== OBJECTIVE ==
Render this sentence from the piece about the woman cutting weeds into Spanish: "A week ago I noticed an elderly lady in an orange vest bent over cutting weeds that were growing up through the cracked cement a couple of blocks from my house."

People that climb up to the top of tall buildings all say the same thing: that we look like ants from there.
A week ago I noticed an elderly lady in an orange vest bent over cutting weeds that were growing up through the cracked cement a couple of blocks from my house.
I wasn't sure if she was a paid city employee, or perhaps serving community service; but I'm giving her the benefit of the doubt and assuming she's an employee, not some klepto-granny.
Let me set the scene.
It's a little triangle of empty, beat-up, neglected urban blight next to a typical, charmless overlook of the LA river, no more than thirty feet across at its widest, with a similiar topography to the moon, fissures and craters everywhere. It's my wish to convince the city to plant a couple of trees there, maybe put a statue too, something to be proud of, and some benches. We should create a place where old men could gather to watch the world go by, or disaffected youth could smoke cigarettes there and talk about emo rock, I don't know, the type of little urban space they have back east in Boston, New York, and in Europe.
The thing that stuck out about the scene was the little old lady was cutting the weeds with a normal pair of scissors, and only had a small bachelor pad-sized trashcan with her that looked like it would fill up in 10 minutes, that's it. No one else was out there either and I didn't see a truck with more equipment nearby. She was woefully lacking in resources I thought.

== DATA RECORDS ==

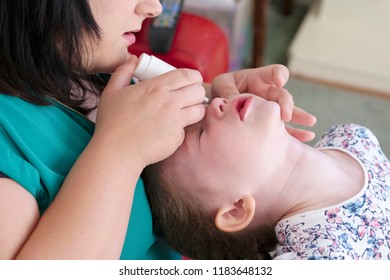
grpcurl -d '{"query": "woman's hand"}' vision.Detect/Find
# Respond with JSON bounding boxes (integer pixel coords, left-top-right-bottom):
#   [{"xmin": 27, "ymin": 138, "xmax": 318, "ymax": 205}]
[
  {"xmin": 210, "ymin": 64, "xmax": 317, "ymax": 142},
  {"xmin": 95, "ymin": 56, "xmax": 206, "ymax": 168}
]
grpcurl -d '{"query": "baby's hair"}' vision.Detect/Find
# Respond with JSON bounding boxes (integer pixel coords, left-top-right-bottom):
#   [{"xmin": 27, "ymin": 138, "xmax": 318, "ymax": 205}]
[
  {"xmin": 0, "ymin": 0, "xmax": 104, "ymax": 113},
  {"xmin": 142, "ymin": 164, "xmax": 276, "ymax": 260}
]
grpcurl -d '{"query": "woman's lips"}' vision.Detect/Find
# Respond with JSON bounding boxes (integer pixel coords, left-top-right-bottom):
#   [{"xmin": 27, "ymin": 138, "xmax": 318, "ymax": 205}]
[{"xmin": 123, "ymin": 32, "xmax": 136, "ymax": 46}]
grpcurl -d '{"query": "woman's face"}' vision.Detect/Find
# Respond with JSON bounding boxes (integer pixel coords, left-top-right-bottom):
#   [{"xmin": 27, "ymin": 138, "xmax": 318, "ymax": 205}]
[
  {"xmin": 164, "ymin": 94, "xmax": 285, "ymax": 206},
  {"xmin": 85, "ymin": 0, "xmax": 162, "ymax": 74}
]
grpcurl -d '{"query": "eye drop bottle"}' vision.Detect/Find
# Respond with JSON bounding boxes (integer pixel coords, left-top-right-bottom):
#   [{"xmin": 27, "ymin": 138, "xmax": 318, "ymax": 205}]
[
  {"xmin": 134, "ymin": 53, "xmax": 209, "ymax": 104},
  {"xmin": 134, "ymin": 53, "xmax": 176, "ymax": 81}
]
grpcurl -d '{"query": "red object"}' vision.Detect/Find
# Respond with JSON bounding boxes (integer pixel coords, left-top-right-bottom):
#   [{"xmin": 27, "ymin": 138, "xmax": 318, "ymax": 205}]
[{"xmin": 129, "ymin": 12, "xmax": 229, "ymax": 82}]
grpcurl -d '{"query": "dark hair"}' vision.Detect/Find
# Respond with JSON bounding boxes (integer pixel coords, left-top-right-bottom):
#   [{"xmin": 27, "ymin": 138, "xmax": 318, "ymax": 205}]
[
  {"xmin": 0, "ymin": 0, "xmax": 103, "ymax": 113},
  {"xmin": 142, "ymin": 164, "xmax": 276, "ymax": 260}
]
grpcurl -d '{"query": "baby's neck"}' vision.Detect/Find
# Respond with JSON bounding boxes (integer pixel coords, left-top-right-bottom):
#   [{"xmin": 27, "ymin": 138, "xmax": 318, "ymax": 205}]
[{"xmin": 253, "ymin": 138, "xmax": 364, "ymax": 224}]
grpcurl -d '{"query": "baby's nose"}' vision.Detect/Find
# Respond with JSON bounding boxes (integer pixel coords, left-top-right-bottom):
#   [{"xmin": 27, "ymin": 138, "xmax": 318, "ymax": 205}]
[{"xmin": 208, "ymin": 97, "xmax": 227, "ymax": 119}]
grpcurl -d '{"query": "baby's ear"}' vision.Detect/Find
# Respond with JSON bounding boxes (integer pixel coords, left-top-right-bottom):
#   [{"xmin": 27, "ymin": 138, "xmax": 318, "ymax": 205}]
[{"xmin": 215, "ymin": 195, "xmax": 256, "ymax": 232}]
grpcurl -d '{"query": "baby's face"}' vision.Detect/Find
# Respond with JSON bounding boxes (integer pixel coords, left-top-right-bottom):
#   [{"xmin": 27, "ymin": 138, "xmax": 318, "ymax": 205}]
[{"xmin": 160, "ymin": 94, "xmax": 285, "ymax": 202}]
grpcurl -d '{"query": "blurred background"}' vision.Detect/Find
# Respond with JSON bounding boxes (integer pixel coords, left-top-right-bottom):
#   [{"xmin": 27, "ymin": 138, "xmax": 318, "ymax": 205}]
[
  {"xmin": 132, "ymin": 0, "xmax": 390, "ymax": 157},
  {"xmin": 185, "ymin": 0, "xmax": 390, "ymax": 157}
]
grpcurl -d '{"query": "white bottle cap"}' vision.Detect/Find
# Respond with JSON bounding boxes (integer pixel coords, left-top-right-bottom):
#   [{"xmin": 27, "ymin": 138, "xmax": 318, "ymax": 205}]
[
  {"xmin": 134, "ymin": 53, "xmax": 176, "ymax": 81},
  {"xmin": 134, "ymin": 53, "xmax": 209, "ymax": 103}
]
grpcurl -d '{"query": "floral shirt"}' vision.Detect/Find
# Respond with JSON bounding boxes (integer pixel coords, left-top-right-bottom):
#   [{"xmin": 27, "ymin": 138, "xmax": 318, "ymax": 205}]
[{"xmin": 275, "ymin": 124, "xmax": 390, "ymax": 260}]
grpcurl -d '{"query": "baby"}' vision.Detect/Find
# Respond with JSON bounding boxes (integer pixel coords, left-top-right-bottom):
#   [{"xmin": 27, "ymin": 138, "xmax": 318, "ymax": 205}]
[{"xmin": 144, "ymin": 94, "xmax": 390, "ymax": 259}]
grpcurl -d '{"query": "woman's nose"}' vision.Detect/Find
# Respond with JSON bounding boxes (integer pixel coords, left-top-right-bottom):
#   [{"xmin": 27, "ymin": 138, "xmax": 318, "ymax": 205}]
[
  {"xmin": 207, "ymin": 97, "xmax": 227, "ymax": 119},
  {"xmin": 136, "ymin": 0, "xmax": 162, "ymax": 17}
]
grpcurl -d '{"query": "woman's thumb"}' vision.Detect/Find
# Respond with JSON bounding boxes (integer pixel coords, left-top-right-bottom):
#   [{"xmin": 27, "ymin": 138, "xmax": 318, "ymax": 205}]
[{"xmin": 106, "ymin": 55, "xmax": 138, "ymax": 91}]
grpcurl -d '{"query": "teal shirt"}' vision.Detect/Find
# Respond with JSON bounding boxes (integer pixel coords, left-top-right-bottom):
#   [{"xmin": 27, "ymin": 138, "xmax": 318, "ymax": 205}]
[{"xmin": 0, "ymin": 94, "xmax": 180, "ymax": 260}]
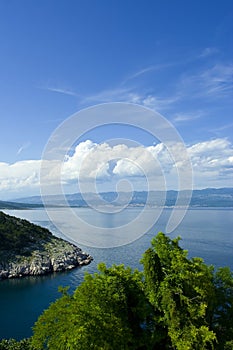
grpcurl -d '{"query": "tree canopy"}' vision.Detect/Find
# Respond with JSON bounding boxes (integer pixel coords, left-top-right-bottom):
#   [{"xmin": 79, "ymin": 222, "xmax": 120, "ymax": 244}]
[{"xmin": 0, "ymin": 233, "xmax": 233, "ymax": 350}]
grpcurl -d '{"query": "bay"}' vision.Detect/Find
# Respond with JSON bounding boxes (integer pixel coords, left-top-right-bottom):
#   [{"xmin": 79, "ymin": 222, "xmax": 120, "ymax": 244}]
[{"xmin": 0, "ymin": 208, "xmax": 233, "ymax": 339}]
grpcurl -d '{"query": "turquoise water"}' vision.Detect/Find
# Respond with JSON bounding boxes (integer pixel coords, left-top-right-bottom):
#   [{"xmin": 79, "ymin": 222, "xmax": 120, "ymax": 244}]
[{"xmin": 0, "ymin": 208, "xmax": 233, "ymax": 339}]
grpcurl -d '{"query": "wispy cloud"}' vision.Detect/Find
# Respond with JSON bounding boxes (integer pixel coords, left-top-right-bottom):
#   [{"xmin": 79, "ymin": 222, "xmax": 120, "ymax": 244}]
[
  {"xmin": 0, "ymin": 138, "xmax": 233, "ymax": 196},
  {"xmin": 16, "ymin": 142, "xmax": 31, "ymax": 156},
  {"xmin": 178, "ymin": 64, "xmax": 233, "ymax": 99},
  {"xmin": 173, "ymin": 111, "xmax": 205, "ymax": 123},
  {"xmin": 122, "ymin": 61, "xmax": 178, "ymax": 85},
  {"xmin": 198, "ymin": 47, "xmax": 219, "ymax": 58},
  {"xmin": 81, "ymin": 88, "xmax": 180, "ymax": 110},
  {"xmin": 37, "ymin": 85, "xmax": 80, "ymax": 97}
]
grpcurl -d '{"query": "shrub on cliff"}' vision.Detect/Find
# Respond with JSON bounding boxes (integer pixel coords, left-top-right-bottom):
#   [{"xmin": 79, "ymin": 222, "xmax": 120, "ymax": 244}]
[{"xmin": 29, "ymin": 233, "xmax": 233, "ymax": 350}]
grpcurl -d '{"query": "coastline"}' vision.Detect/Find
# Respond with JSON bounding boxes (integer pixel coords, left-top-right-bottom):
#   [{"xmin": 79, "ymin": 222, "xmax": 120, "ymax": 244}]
[{"xmin": 0, "ymin": 236, "xmax": 93, "ymax": 281}]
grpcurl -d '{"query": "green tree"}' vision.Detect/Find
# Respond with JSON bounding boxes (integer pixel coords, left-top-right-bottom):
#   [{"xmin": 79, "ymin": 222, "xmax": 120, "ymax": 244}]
[
  {"xmin": 30, "ymin": 233, "xmax": 233, "ymax": 350},
  {"xmin": 0, "ymin": 339, "xmax": 31, "ymax": 350},
  {"xmin": 32, "ymin": 264, "xmax": 151, "ymax": 350},
  {"xmin": 142, "ymin": 233, "xmax": 216, "ymax": 350}
]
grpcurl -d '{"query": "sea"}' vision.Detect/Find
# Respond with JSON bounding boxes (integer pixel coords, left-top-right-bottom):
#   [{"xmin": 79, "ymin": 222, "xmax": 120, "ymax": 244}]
[{"xmin": 0, "ymin": 207, "xmax": 233, "ymax": 340}]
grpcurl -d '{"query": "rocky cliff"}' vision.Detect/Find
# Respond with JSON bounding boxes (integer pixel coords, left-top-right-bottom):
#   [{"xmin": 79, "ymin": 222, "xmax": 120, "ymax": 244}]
[{"xmin": 0, "ymin": 213, "xmax": 93, "ymax": 279}]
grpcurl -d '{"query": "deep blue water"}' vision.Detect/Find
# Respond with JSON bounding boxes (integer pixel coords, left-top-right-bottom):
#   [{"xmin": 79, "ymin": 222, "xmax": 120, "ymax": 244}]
[{"xmin": 0, "ymin": 208, "xmax": 233, "ymax": 339}]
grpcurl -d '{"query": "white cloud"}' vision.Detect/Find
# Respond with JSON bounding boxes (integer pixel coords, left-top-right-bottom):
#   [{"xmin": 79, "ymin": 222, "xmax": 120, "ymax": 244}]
[
  {"xmin": 179, "ymin": 64, "xmax": 233, "ymax": 99},
  {"xmin": 0, "ymin": 138, "xmax": 233, "ymax": 199}
]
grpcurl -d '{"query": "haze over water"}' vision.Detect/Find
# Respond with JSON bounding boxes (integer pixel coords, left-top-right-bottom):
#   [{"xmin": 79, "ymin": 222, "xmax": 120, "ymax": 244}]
[{"xmin": 0, "ymin": 208, "xmax": 233, "ymax": 339}]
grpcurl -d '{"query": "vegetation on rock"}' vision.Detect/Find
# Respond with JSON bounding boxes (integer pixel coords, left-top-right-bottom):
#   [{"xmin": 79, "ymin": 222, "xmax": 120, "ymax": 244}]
[{"xmin": 0, "ymin": 233, "xmax": 233, "ymax": 350}]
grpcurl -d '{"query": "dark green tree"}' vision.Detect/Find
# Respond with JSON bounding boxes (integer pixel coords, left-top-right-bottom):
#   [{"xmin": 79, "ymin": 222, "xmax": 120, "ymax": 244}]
[
  {"xmin": 31, "ymin": 233, "xmax": 233, "ymax": 350},
  {"xmin": 32, "ymin": 264, "xmax": 151, "ymax": 350}
]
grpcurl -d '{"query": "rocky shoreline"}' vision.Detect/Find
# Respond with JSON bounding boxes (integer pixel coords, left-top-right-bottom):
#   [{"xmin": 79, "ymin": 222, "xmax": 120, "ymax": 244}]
[{"xmin": 0, "ymin": 236, "xmax": 93, "ymax": 280}]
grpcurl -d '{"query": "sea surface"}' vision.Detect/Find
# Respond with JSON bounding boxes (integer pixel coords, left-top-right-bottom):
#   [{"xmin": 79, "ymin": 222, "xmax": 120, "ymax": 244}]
[{"xmin": 0, "ymin": 208, "xmax": 233, "ymax": 339}]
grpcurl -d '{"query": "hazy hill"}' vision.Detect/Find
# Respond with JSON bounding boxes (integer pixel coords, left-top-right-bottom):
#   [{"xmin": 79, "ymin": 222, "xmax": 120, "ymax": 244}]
[{"xmin": 12, "ymin": 188, "xmax": 233, "ymax": 207}]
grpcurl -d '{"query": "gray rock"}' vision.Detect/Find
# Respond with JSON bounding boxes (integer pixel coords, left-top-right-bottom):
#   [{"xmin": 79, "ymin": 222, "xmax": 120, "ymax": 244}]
[{"xmin": 0, "ymin": 237, "xmax": 93, "ymax": 279}]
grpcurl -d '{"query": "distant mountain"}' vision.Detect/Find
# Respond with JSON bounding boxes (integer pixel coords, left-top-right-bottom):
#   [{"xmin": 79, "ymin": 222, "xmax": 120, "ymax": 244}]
[
  {"xmin": 13, "ymin": 188, "xmax": 233, "ymax": 209},
  {"xmin": 0, "ymin": 201, "xmax": 43, "ymax": 209}
]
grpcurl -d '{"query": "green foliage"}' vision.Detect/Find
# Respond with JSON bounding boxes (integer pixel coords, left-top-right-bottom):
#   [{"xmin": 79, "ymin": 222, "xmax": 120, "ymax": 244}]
[
  {"xmin": 32, "ymin": 264, "xmax": 151, "ymax": 350},
  {"xmin": 0, "ymin": 211, "xmax": 52, "ymax": 256},
  {"xmin": 0, "ymin": 339, "xmax": 31, "ymax": 350},
  {"xmin": 16, "ymin": 233, "xmax": 233, "ymax": 350}
]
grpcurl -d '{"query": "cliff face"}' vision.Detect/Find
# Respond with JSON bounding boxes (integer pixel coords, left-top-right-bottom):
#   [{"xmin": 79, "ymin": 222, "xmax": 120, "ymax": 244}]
[{"xmin": 0, "ymin": 213, "xmax": 93, "ymax": 279}]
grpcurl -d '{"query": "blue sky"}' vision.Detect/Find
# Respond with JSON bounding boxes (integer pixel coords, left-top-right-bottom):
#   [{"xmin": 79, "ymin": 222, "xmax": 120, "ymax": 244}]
[{"xmin": 0, "ymin": 0, "xmax": 233, "ymax": 199}]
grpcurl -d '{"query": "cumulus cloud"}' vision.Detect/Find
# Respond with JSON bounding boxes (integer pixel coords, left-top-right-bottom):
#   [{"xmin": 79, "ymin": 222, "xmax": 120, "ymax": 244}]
[{"xmin": 0, "ymin": 138, "xmax": 233, "ymax": 199}]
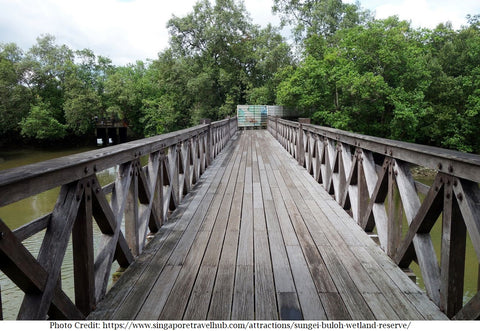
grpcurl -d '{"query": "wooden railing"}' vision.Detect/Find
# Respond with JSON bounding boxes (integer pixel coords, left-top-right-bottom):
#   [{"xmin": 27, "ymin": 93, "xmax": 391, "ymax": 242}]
[
  {"xmin": 268, "ymin": 117, "xmax": 480, "ymax": 319},
  {"xmin": 0, "ymin": 118, "xmax": 237, "ymax": 320}
]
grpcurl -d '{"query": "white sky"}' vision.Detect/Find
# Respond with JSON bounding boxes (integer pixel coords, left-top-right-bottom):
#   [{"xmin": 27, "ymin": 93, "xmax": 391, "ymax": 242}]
[{"xmin": 0, "ymin": 0, "xmax": 480, "ymax": 65}]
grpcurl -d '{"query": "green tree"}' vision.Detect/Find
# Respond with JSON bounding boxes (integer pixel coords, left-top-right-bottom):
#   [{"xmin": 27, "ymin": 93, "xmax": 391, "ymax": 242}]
[
  {"xmin": 20, "ymin": 101, "xmax": 67, "ymax": 141},
  {"xmin": 23, "ymin": 35, "xmax": 74, "ymax": 123},
  {"xmin": 0, "ymin": 43, "xmax": 32, "ymax": 137},
  {"xmin": 272, "ymin": 0, "xmax": 371, "ymax": 42}
]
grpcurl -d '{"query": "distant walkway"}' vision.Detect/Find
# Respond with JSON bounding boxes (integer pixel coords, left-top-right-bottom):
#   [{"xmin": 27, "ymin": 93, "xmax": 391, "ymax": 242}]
[{"xmin": 88, "ymin": 131, "xmax": 446, "ymax": 320}]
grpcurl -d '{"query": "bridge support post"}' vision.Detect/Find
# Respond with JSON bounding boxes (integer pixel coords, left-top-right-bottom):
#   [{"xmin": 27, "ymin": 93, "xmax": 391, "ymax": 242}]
[
  {"xmin": 200, "ymin": 118, "xmax": 212, "ymax": 167},
  {"xmin": 297, "ymin": 118, "xmax": 310, "ymax": 167}
]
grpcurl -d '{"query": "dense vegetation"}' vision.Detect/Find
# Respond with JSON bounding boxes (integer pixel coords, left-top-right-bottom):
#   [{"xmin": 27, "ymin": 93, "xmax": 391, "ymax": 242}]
[{"xmin": 0, "ymin": 0, "xmax": 480, "ymax": 152}]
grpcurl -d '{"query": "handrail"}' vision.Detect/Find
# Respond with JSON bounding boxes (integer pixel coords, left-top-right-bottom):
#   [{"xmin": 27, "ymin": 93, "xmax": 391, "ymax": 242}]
[
  {"xmin": 0, "ymin": 118, "xmax": 237, "ymax": 320},
  {"xmin": 268, "ymin": 117, "xmax": 480, "ymax": 319}
]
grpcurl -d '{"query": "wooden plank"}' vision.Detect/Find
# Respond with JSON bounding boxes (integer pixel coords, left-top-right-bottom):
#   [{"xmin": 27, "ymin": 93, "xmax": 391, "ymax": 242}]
[
  {"xmin": 252, "ymin": 138, "xmax": 278, "ymax": 320},
  {"xmin": 394, "ymin": 161, "xmax": 440, "ymax": 305},
  {"xmin": 453, "ymin": 179, "xmax": 480, "ymax": 264},
  {"xmin": 160, "ymin": 136, "xmax": 240, "ymax": 319},
  {"xmin": 139, "ymin": 139, "xmax": 238, "ymax": 319},
  {"xmin": 184, "ymin": 141, "xmax": 241, "ymax": 320},
  {"xmin": 90, "ymin": 137, "xmax": 234, "ymax": 319},
  {"xmin": 208, "ymin": 135, "xmax": 247, "ymax": 320},
  {"xmin": 231, "ymin": 265, "xmax": 255, "ymax": 320},
  {"xmin": 286, "ymin": 246, "xmax": 327, "ymax": 320},
  {"xmin": 440, "ymin": 178, "xmax": 467, "ymax": 318},
  {"xmin": 232, "ymin": 136, "xmax": 255, "ymax": 320},
  {"xmin": 72, "ymin": 181, "xmax": 96, "ymax": 316},
  {"xmin": 18, "ymin": 182, "xmax": 83, "ymax": 319},
  {"xmin": 353, "ymin": 247, "xmax": 422, "ymax": 320}
]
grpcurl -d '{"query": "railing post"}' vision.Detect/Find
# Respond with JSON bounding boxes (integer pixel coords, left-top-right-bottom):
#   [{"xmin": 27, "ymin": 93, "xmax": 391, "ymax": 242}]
[
  {"xmin": 200, "ymin": 118, "xmax": 212, "ymax": 167},
  {"xmin": 275, "ymin": 116, "xmax": 278, "ymax": 141},
  {"xmin": 297, "ymin": 118, "xmax": 310, "ymax": 167}
]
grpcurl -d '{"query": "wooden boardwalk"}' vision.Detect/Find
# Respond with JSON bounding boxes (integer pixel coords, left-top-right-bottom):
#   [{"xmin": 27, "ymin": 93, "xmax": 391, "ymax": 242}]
[{"xmin": 88, "ymin": 130, "xmax": 446, "ymax": 320}]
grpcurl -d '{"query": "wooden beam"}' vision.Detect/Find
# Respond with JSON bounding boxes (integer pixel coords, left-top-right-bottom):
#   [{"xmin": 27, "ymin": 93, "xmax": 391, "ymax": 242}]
[
  {"xmin": 440, "ymin": 177, "xmax": 467, "ymax": 318},
  {"xmin": 18, "ymin": 181, "xmax": 84, "ymax": 319}
]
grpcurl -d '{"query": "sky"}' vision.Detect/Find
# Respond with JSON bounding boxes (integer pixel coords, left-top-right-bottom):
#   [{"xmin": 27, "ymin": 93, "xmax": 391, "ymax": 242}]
[{"xmin": 0, "ymin": 0, "xmax": 480, "ymax": 65}]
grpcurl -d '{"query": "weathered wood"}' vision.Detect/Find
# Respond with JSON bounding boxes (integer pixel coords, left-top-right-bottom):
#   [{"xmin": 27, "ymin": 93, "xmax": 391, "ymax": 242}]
[
  {"xmin": 18, "ymin": 182, "xmax": 84, "ymax": 319},
  {"xmin": 85, "ymin": 132, "xmax": 450, "ymax": 320},
  {"xmin": 440, "ymin": 178, "xmax": 467, "ymax": 318},
  {"xmin": 13, "ymin": 213, "xmax": 52, "ymax": 241},
  {"xmin": 0, "ymin": 119, "xmax": 236, "ymax": 319},
  {"xmin": 394, "ymin": 161, "xmax": 440, "ymax": 305},
  {"xmin": 269, "ymin": 120, "xmax": 474, "ymax": 316},
  {"xmin": 72, "ymin": 183, "xmax": 96, "ymax": 316}
]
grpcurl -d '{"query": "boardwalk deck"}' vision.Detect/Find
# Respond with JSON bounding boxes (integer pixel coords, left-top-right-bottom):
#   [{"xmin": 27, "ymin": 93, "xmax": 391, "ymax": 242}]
[{"xmin": 88, "ymin": 130, "xmax": 446, "ymax": 320}]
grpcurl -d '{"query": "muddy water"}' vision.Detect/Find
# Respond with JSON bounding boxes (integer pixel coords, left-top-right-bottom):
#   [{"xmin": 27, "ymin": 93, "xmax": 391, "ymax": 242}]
[{"xmin": 0, "ymin": 148, "xmax": 115, "ymax": 320}]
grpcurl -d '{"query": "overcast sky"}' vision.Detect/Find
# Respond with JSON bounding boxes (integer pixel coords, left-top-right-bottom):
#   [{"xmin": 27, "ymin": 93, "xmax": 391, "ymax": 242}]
[{"xmin": 0, "ymin": 0, "xmax": 480, "ymax": 65}]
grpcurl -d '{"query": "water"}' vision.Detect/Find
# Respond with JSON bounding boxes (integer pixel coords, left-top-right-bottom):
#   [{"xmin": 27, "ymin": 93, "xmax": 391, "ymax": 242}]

== THE SOLUTION ==
Hace una semana vi a una señora mayor con un chaleco naranja, agachada, cortando las malas hierbas que crecían entre las grietas del cemento a un par de cuadras de mi casa.